(Data extracts)
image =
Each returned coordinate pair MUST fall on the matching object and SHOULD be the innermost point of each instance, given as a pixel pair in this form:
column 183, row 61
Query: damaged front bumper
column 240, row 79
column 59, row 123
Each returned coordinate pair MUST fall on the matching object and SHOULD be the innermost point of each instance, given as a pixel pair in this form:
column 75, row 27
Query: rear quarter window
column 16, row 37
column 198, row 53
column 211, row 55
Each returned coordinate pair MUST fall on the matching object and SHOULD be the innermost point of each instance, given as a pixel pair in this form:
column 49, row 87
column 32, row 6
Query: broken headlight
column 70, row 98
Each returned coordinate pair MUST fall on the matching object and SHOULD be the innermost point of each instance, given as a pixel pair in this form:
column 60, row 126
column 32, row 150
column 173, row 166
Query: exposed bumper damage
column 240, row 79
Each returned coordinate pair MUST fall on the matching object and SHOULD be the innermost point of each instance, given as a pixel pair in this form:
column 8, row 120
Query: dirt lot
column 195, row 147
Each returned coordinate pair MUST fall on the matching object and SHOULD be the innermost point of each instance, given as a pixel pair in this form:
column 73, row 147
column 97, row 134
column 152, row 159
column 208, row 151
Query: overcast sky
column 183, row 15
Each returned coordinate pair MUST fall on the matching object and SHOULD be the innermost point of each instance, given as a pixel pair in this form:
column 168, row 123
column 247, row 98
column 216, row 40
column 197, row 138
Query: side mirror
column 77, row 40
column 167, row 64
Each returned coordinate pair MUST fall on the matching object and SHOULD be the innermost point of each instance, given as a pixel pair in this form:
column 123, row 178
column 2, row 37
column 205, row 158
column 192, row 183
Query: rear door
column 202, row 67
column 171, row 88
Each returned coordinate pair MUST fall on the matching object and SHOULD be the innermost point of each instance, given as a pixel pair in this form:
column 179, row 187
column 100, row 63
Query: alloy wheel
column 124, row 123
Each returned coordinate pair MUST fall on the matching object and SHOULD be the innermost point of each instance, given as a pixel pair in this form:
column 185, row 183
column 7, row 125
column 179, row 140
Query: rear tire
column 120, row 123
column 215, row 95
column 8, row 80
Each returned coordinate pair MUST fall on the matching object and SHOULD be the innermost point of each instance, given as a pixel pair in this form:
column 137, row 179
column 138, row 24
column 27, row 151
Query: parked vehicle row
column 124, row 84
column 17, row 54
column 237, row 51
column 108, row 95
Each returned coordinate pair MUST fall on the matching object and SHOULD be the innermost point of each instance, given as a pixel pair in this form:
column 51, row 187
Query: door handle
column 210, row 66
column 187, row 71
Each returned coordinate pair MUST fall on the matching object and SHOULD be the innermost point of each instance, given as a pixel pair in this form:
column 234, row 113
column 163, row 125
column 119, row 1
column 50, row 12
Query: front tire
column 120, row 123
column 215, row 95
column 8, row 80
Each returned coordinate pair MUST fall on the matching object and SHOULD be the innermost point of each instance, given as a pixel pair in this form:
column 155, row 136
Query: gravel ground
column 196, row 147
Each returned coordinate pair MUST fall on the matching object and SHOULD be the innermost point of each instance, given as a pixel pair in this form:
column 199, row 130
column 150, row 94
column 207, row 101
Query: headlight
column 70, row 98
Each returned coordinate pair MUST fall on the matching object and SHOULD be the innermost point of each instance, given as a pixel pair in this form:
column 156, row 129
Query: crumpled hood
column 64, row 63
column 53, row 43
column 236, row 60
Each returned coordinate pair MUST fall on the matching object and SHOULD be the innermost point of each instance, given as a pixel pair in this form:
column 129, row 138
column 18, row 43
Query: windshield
(End Data extracts)
_What to work on_. Your reply should be every line of the material, transcribed exactly.

_Task answer_.
image =
Each returned coordinate pair MUST fall on the matching object and SHOULD be the innermost point of each instance, given as a pixel pair in this form:
column 183, row 61
Query: damaged front bumper
column 240, row 79
column 59, row 123
Each returned coordinate pair MUST fall on the matching object and SHOULD be the innermost point of each instance, given as a pixel pair in this form:
column 75, row 27
Query: rear quarter window
column 16, row 37
column 198, row 53
column 211, row 55
Each returned coordinate pair MUST fall on the matching object and SHOULD be the innermost point of each instance, given as a pixel pair in this form:
column 49, row 87
column 32, row 6
Query: broken headlight
column 70, row 98
Each returned coordinate pair MUST fall on the matching object and SHOULD be the innermost point of each instance, given as a pixel pair in this form:
column 60, row 126
column 32, row 150
column 173, row 166
Query: exposed bumper damage
column 240, row 79
Each returned coordinate pair MUST fall on the matching object and SHOULD be the innermost point of each instance, given as a pixel pair in this form:
column 8, row 120
Query: dirt lot
column 195, row 147
Each returned coordinate pair MUST fall on the matching object and SHOULD be the innermost point of each instance, given as a pixel pair in this form:
column 73, row 147
column 97, row 134
column 152, row 159
column 208, row 151
Query: overcast sky
column 183, row 15
Each returned coordinate pair MUST fall on the matching object and SHOULD be the innermost point of each instance, given as a pixel pair in this form:
column 168, row 123
column 247, row 98
column 216, row 40
column 197, row 138
Query: side mirror
column 77, row 40
column 167, row 64
Each returned coordinate pair MUST fall on the matching object and SHOULD be the innermost point of each instance, given as a pixel pair in this form:
column 123, row 178
column 2, row 37
column 205, row 158
column 192, row 183
Query: rear door
column 202, row 67
column 171, row 88
Each returned coordinate pair MUST fall on the matching object and SHOULD be the innermost point of each instance, given as a pixel pair in this form:
column 179, row 187
column 100, row 63
Query: alloy wheel
column 124, row 123
Each returned coordinate pair MUST fall on the matching object and SHOULD be the innermost point of each instance, given as a pixel pair in this form:
column 185, row 183
column 7, row 125
column 179, row 140
Query: rear tire
column 120, row 123
column 215, row 95
column 8, row 80
Each returned coordinate pair MUST fall on the matching object and SHOULD be the innermost point of each instance, given as a pixel pair in this form:
column 137, row 179
column 138, row 24
column 27, row 151
Query: parked vehicle row
column 124, row 84
column 17, row 54
column 237, row 51
column 108, row 95
Each returned coordinate pair MUST fall on the matching object and SHOULD be the innermost point of each instance, given as a pixel pair in this form:
column 51, row 187
Query: door handle
column 210, row 66
column 187, row 71
Each returned coordinate pair MUST fall on the matching object and SHOULD be the innermost point of each instance, given as a pixel pair in this form:
column 234, row 113
column 163, row 125
column 119, row 1
column 50, row 12
Query: front tire
column 120, row 123
column 215, row 95
column 8, row 80
Each returned coordinate pair MUST fall on the matching object and SHOULD be the innermost point of each instance, given as a pixel pair in this form:
column 155, row 136
Query: gravel ground
column 196, row 147
Each returned coordinate pair MUST fall on the matching object and SHOULD be the innermost point of each instance, given as a pixel pair in this form:
column 199, row 130
column 150, row 94
column 207, row 101
Query: headlight
column 70, row 98
Each returned coordinate pair MUST fall on the matching object and SHOULD be the innermost point of each instance, given as a pixel pair in this form:
column 156, row 129
Query: crumpled hood
column 64, row 63
column 53, row 43
column 236, row 60
Each returned coordinate pair MUST fall on the matching object and SHOULD be the innermost point of each instance, given as a pixel pair in this form:
column 129, row 138
column 18, row 43
Query: windshield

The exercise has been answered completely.